● **DIRECTIONS FOR THIS TASK**
According to the text below on Rust struct representations, what size should the code print for the `#[repr(C)]` struct named Unpacked?

● **TEXT EXTRACT**
⟨

My bet is that it could, and it’s being overly strict so you have to acknowledge how the DST field affects the layout. But that’s just my theory.

Alternative representations

Here's where it gets interesting - rust allows you to specify different representations of structs/enums, for various different purposes. Let's dig in!

`#[repr(C)]`

This lays a struct out like C would. Essentially, no field re-ordering, it just leaves them as is and adds padding as necessary. This means you know for sure the layout of your struct, and can directly access the fields with unsafe-memory operations if you feel the need.

Run the below code - it should return that the size is 12 bytes - like the unpacked example above.

#[repr(C)]
struct Unpacked {
    A: u16,
    B: u32,
    C: u16,
}


fn main() {
    println!("The size of unpacked is {}", std::mem::size_of::<Unpacked>());
}

This repr is mainly used for FFI - foreign function interfacing, where you want to pass data to a program written in another language.
C struct layout is generally the expected layout for data when doing so. Do note, however, that adding repr-C to a struct doesn’t actually guarantee it to be FFI-safe.

Consider the unfortunate example:

#[repr(C)]
struct i128_wrapper(i128);

Where rust’s u128/i128 types don’t match the __int128 C type, and thus aren’t FFI safe.

Other uses exist - particular low-level uses like interacting with MMIO, in which a struct’s fields NEED to be at set offsets. (MMIO is a low-level concept, where reading/writing memory can have different effects depending on what address you’re using).

Repr-C also has a unique effect on enums. For enums where the fields have no associated data, it just ensures the layout will match a C enum - which is most of the time an i32. The target architecture decides this, but essentially just an integer of some sort.

However, for enums where at least one field has associated data, a representation is defined such that the enum becomes safe for FFI with C(++). This is needed as C(++) enums don’t allow associating data with an enum field.

`#[repr(align(X))]`

This forces the minimum alignment of a type to be X. Once again, X must be a multiple of 2, and at least 1. This relates back to how alignment can lead to hardware improvements.
Normal assembly instructions have loads/stores of up to 8 bytes, but most architectures have special registers to allow larger loads. These loads still have to be aligned to be fast though.

An example:

#[derive(Clone, Copy)]
pub struct SomeU32s([u32; 4]);

#[derive(Clone, Copy)]
#[repr(align(16))]
pub struct SomeAlignedU32s([u32; 4]);

pub fn readu(x: &SomeU32s) -> SomeU32s {
  *x
}
pub fn reada(x: &SomeAlignedU32s) -> SomeAlignedU32s {
  *x
}

Generates the asm:

example::readu:
        mov     rax, rdi
        movups  xmm0, xmmword ptr [rsi]
        movups  xmmword ptr [rdi], xmm0
        ret

example::reada:
        mov     rax, rdi
        movaps  xmm0, xmmword ptr [rsi]
        movaps  xmmword ptr [rdi], xmm0
        ret

You don’t need to understand the actual assembly - just notice how example::readu uses movups, but example::reada uses movaps.

⟩

● **Object position labeling entries**
⟨

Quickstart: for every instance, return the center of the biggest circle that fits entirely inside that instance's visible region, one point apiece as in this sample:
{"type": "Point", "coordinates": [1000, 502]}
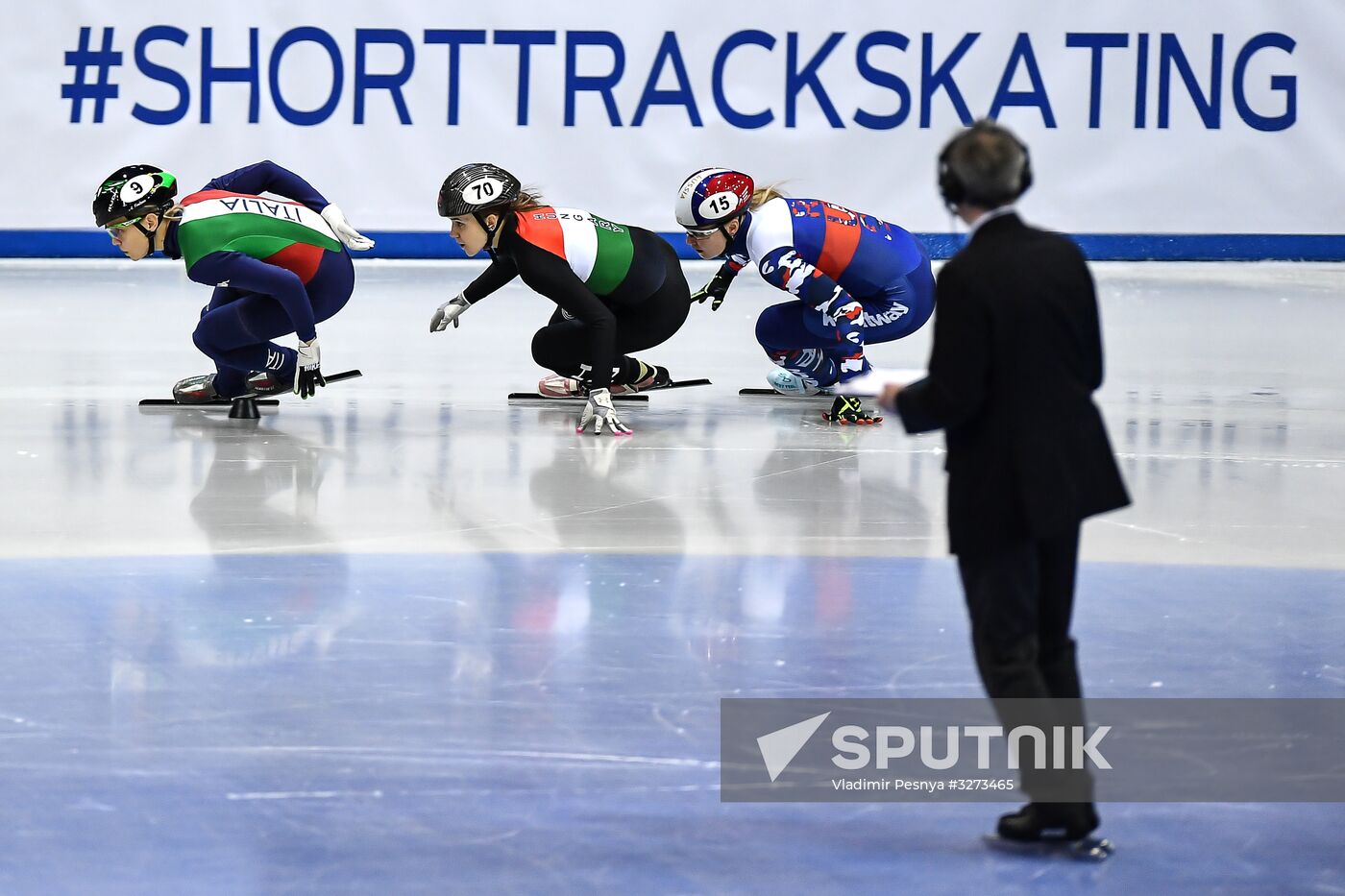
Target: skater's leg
{"type": "Point", "coordinates": [331, 287]}
{"type": "Point", "coordinates": [237, 338]}
{"type": "Point", "coordinates": [651, 323]}
{"type": "Point", "coordinates": [784, 334]}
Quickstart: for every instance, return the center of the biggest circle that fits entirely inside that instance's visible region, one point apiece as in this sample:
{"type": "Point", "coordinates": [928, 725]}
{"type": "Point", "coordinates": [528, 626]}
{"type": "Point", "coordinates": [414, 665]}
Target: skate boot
{"type": "Point", "coordinates": [558, 386]}
{"type": "Point", "coordinates": [648, 378]}
{"type": "Point", "coordinates": [264, 382]}
{"type": "Point", "coordinates": [787, 382]}
{"type": "Point", "coordinates": [850, 410]}
{"type": "Point", "coordinates": [195, 390]}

⟩

● **EXERCISE SOLUTION**
12 bytes.